(What you should do): The records are to be repeated in full, with the images removed.

(Exercise material Opens)

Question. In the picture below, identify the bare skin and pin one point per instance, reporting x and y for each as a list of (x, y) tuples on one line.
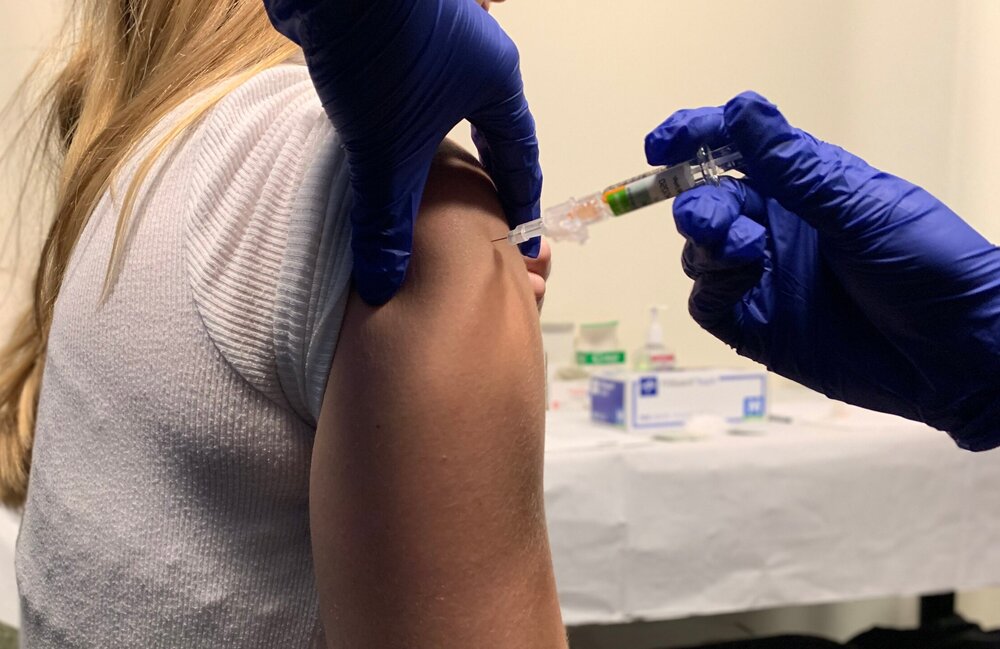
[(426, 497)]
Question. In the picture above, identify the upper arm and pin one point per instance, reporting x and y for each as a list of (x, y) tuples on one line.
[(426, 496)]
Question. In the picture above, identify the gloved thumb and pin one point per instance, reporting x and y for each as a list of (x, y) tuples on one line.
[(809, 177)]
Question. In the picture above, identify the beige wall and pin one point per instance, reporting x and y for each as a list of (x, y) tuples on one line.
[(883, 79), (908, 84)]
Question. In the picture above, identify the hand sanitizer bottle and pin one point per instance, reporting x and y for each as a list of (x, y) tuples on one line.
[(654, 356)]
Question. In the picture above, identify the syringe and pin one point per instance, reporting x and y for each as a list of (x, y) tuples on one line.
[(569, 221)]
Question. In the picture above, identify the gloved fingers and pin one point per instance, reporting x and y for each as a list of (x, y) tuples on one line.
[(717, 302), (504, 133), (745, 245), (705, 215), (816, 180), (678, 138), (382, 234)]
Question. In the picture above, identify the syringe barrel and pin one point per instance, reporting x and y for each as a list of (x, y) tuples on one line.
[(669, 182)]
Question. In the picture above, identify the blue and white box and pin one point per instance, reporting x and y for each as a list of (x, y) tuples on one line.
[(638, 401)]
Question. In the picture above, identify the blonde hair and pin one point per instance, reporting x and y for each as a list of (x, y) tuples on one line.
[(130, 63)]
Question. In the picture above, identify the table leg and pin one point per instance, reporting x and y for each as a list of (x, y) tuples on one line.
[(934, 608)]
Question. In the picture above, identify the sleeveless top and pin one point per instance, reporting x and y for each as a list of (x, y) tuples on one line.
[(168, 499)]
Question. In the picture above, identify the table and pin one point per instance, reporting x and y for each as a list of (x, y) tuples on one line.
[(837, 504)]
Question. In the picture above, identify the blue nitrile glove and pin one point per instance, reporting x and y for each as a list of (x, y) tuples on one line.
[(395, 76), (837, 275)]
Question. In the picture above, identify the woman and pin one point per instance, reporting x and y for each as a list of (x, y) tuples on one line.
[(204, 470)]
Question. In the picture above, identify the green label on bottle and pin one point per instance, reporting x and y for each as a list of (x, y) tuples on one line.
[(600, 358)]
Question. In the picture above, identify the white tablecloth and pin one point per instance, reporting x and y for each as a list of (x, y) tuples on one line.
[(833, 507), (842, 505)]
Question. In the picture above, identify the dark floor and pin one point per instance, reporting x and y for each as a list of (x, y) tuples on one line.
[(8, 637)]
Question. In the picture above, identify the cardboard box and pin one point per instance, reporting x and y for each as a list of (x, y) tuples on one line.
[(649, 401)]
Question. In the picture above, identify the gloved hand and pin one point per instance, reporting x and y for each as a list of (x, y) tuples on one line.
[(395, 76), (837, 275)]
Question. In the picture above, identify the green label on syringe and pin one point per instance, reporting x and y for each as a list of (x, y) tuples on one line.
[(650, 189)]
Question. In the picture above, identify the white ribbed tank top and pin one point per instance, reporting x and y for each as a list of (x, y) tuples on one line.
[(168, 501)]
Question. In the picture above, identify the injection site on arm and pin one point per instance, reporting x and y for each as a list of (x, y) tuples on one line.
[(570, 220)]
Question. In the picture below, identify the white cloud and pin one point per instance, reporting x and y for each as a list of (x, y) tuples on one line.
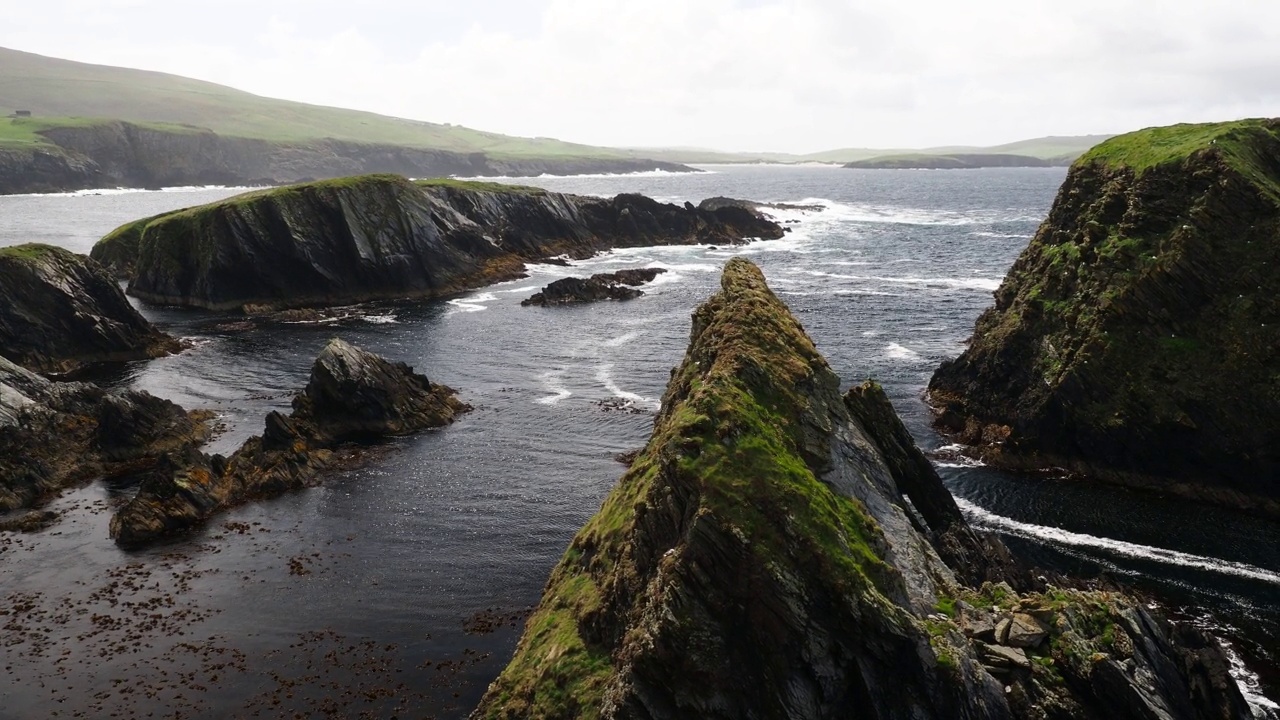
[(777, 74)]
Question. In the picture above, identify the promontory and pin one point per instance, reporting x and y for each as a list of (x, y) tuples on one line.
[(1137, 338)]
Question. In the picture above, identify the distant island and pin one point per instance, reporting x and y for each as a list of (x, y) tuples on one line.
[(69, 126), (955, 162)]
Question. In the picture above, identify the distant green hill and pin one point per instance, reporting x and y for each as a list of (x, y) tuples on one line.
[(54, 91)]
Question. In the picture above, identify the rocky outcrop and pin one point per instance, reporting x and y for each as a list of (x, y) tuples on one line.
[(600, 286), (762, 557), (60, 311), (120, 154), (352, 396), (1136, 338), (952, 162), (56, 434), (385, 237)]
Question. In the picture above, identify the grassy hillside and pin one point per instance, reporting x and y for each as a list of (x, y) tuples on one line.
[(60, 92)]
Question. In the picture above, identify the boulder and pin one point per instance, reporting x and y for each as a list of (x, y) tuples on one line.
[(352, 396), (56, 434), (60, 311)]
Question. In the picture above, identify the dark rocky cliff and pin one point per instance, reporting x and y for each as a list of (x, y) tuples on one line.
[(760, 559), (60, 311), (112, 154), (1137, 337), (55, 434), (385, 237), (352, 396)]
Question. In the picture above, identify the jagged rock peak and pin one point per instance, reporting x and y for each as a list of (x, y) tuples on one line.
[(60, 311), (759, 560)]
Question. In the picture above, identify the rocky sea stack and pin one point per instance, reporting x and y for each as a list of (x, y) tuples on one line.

(Exercise material Closes)

(Exercise solution):
Question. In the picture below, identify the bare skin and pin one point per instance, reporting x and y for each as a list of (x, y) tuples on one line.
[(426, 497)]
Question. In the picture above, identify the upper arm and pin one point per instance, reporting x and y for each as a list of (x, y) tuples on one line.
[(426, 496)]
Question. In the picture above, identify the gloved thumb and pin one point per instance, reporting x and y for each as a list of (x, y) tuples on one line.
[(809, 177)]
Question. In the picture above, identify the beige wall and pin one point per instance, reporting x and y for each as a list of (x, y) tuples on one line.
[(883, 79), (908, 84)]
Question. In the picture above, identify the hand sanitizer bottle and pin one point per instance, reporting x and y for each as a list of (x, y) tuples on one line.
[(654, 356)]
Question. In the picture above, identify the syringe and pin one point per instance, reporting x and y for each as a list of (x, y) tuples on one line.
[(569, 221)]
Question. In the picture above, identify the gloved fingers and pin one point per instance, reporting x and y for each as a list of (x, y) tuples on one line.
[(717, 302), (504, 133), (745, 245), (705, 215), (816, 180), (678, 138), (382, 234)]
Question. In the picture above, identify the syringe barrel and pin one point per instance, reporting x and y for each as a list of (x, y) tuples on one line.
[(669, 182)]
Question. In the picture above, identify the blue and white box and pin one point per instance, reporting x and y for each as a list of (x, y) tuples on one line.
[(638, 401)]
Question. In the picture above, identify the blonde hair and pin one point per instance, reporting x and y for each as a list of (x, y) tuples on one line.
[(130, 63)]
Question. In the picture above, identify the table leg and pin one point per instance, reporting x and y for each as a list of (x, y) tuples on one line.
[(934, 608)]
Question. In the picture above, identify the sleeveless top and pin one point per instance, reporting x and y for each as a list of (x, y) tuples on one line.
[(168, 499)]
Question. In the picture above, identify the table and pin one point per instance, reporting x and y for each as a list of (x, y) tuples on one line.
[(837, 504)]
Question. In the picture above, identify the blue nitrile glove and pin one point per instance, reporting x and y for each as a list of (x, y) tuples on one line.
[(395, 76), (837, 275)]
Question. In the picture above, identify the woman and pin one point per instance, reporting x and y for each as a list of (x, y) tuples on one line.
[(204, 470)]
Question. In the picture above, identify the green label on bottle and pin one point per instance, reporting x and y for each as a list of (x, y) tuples on one line.
[(600, 358)]
Question. In the picture above, identify the white tablecloth and pin one point per instance, reporting x and y for each as a list of (x, y) tuples on one line.
[(833, 507), (842, 505)]
Question. In the picture above, identify the dark floor and pin one point per instance, reporting x and y for each as a list of (x, y) tuples on one line.
[(8, 637)]
Question. In the picture above, identify the cardboard box and pin one point per instance, reporting x and y for each as a list of (x, y) tuples on one line.
[(649, 401)]
Question. In the picture above, identify the gloved hand and pin one point per instance, reporting x and y for each as a list of (x, y) tuples on one line.
[(395, 76), (837, 275)]
Question. In the picture above, identify the green label on syringe and pin one point per instance, reporting x and y for each as a list of (x, y) tuples on one line.
[(650, 189)]
Question. In the picture above, identify the white ribbed tank top and pin one point per instance, reporting x and y for each as a list of (x, y) tuples on one line.
[(168, 501)]
Question. In the picture above, identify the injection site on arm and pin one point per instance, reporting x and y for each as a list of (x, y) tuples on one line.
[(570, 220)]
Question. In the picture below, identify the white cloud and pin one point per instance, reporting x and y for each as a list of (x, y) tuples on one line.
[(777, 74)]
Question. In the picture above, identify the promontory and pin one point per instance, reporting x and y for each as a list of (x, y) tuples on one line.
[(1137, 338)]
Question. In the picture above, identify the distant island and pin one point per instance, reporting x and y for each as a list of (x, y) tuples on one line.
[(69, 126), (955, 162)]
Question. In the picture above, identify the distant green hill and pin one point per instance, reporting x and y for each as a list of (x, y) tuples on one line.
[(54, 91)]
Question. In the picture above, identify the rocky outcrop and pin one point per instance, reporting x and y for each as a list of (x, y) tuples on one line.
[(600, 286), (762, 557), (60, 311), (120, 154), (352, 396), (1136, 338), (952, 162), (56, 434), (385, 237)]
Question. In the picture above, identify the grassy hillside and pin one point per instance, reporting x and y for each as a list of (x, y) tuples on one line.
[(60, 92)]
Question. In the picture above, identify the boulder and pin one point per instance, reporting x and y for each as a list of (x, y) tuples on one line.
[(352, 396), (56, 434), (60, 311)]
Question. In the picture above, identify the dark rocky cliff and pin one point per instance, reporting x and y for each as a list of (x, y) tuples on one line.
[(760, 559), (60, 311), (112, 154), (1137, 337), (55, 434), (385, 237), (352, 396)]
Question. In the picture above, identify the jagged rock peak and pin one point per instance, reporting x and y for each as a list of (x, y) tuples on one line.
[(60, 311), (759, 560)]
Question. In the picture above, identify the rocky sea stack and pin one point per instance, reporting x and y for each as a list of (x, y) tuples on one line.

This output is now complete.